## TASK INSTRUCTIONS:
Please reproduce the rows below, from the line containing "of the grass" down through the last row, with the requests included. Scale every x and y coordinate in the answers by 1.95 and round to whole numbers, with halves rounded up.

== EXERCISE INPUTS ==

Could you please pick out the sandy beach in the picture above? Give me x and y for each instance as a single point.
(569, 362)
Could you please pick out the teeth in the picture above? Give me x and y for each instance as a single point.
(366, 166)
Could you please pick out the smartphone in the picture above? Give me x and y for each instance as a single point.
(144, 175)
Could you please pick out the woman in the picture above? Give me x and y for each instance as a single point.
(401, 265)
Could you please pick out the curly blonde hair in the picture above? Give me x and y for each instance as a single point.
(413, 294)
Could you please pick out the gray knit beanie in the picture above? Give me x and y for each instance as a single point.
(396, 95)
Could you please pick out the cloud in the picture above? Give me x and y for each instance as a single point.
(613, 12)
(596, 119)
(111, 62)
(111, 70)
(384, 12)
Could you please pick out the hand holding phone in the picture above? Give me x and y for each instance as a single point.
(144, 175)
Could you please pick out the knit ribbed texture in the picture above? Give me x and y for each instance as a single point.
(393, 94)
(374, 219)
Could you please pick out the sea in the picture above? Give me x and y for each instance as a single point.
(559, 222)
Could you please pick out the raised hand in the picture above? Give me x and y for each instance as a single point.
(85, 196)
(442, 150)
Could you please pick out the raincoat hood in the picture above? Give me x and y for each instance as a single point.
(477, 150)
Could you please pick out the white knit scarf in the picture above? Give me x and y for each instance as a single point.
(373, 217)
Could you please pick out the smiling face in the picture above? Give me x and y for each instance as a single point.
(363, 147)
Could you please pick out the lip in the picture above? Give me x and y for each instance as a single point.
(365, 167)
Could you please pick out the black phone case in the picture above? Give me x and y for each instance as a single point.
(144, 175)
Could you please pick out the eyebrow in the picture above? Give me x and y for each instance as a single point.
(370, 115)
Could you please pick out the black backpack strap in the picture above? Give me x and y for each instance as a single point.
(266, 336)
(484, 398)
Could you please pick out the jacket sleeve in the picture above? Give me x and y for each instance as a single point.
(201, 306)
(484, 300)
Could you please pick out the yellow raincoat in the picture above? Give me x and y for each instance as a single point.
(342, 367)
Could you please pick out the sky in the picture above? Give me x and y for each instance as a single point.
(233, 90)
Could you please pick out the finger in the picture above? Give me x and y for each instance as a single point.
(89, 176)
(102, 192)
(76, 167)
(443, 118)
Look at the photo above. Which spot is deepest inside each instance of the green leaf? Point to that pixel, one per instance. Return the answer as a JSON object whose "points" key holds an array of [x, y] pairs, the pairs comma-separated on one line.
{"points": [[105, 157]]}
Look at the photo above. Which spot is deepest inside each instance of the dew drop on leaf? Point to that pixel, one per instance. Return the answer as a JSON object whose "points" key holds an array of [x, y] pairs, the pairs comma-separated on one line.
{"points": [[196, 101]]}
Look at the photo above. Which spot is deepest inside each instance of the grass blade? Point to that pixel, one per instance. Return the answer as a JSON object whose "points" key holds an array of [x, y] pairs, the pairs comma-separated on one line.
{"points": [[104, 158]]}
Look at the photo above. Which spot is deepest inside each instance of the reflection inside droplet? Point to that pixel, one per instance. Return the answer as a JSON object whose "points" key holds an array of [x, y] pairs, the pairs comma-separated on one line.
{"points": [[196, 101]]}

===

## RESULT FOR THIS TASK:
Look at the photo above. Which spot is deepest inside each instance of the grass blade? Point to that pixel, one per instance. Return the answer as a JSON object whose "points" key holds an array of [x, y] pairs, the pairs comma-separated on one line.
{"points": [[203, 308]]}
Look at the photo above. Which spot is deepest inside each instance of the reflection inside droplet? Point to that pixel, one per instance. Return the answer as a JSON object whose "points" key holds an array of [x, y] pairs, the pairs comma-separated on one line.
{"points": [[382, 197]]}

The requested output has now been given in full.